§ Exercise instructions: Scan the listing below. Copy each line that contains "floor".

§ Record excerpts:

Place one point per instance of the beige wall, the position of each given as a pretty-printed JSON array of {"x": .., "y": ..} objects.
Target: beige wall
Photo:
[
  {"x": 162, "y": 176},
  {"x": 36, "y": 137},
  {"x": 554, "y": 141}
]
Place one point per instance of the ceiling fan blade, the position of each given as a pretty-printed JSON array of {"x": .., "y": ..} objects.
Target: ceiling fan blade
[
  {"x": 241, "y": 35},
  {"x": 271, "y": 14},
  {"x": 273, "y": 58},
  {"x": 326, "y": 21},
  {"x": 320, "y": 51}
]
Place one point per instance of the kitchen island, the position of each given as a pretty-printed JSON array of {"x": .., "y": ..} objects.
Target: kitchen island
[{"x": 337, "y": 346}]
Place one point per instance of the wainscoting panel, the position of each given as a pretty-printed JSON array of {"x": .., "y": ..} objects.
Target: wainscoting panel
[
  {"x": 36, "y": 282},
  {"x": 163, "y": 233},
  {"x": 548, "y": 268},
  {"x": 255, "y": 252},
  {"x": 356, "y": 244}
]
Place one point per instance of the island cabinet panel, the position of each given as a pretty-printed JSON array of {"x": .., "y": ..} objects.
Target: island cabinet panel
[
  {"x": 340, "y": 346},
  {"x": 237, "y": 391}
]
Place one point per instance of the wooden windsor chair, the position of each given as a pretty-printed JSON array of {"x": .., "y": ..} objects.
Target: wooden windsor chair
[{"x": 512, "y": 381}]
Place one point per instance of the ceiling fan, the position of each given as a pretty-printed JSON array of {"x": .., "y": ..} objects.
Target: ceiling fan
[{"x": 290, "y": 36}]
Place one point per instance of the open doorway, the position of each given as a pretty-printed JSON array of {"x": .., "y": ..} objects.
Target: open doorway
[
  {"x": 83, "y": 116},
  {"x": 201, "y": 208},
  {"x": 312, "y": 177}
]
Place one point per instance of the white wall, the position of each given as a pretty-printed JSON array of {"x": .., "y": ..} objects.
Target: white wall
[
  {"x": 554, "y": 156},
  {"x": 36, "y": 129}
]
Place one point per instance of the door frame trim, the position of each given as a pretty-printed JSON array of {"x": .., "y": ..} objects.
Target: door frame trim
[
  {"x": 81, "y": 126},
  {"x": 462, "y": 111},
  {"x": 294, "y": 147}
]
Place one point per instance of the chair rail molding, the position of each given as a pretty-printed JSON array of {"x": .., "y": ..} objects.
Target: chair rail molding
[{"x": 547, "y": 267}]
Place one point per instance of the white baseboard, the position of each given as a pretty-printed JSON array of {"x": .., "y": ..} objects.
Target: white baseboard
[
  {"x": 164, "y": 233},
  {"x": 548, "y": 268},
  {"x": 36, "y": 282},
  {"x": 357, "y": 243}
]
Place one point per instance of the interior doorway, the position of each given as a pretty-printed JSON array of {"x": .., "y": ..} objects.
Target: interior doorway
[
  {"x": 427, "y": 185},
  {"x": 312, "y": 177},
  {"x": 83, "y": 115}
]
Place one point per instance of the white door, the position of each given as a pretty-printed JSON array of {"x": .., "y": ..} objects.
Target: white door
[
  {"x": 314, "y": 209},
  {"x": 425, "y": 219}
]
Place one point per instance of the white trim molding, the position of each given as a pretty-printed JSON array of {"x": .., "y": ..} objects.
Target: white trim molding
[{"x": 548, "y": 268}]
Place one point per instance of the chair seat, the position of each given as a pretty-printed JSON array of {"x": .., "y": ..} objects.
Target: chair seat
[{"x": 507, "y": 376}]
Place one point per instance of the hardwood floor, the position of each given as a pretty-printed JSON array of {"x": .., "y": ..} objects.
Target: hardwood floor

§ Problem solution:
Place one point per instance of the hardwood floor, the position of each given as a pretty-printed JSON array of {"x": .., "y": ..} objects.
Target: hardwood floor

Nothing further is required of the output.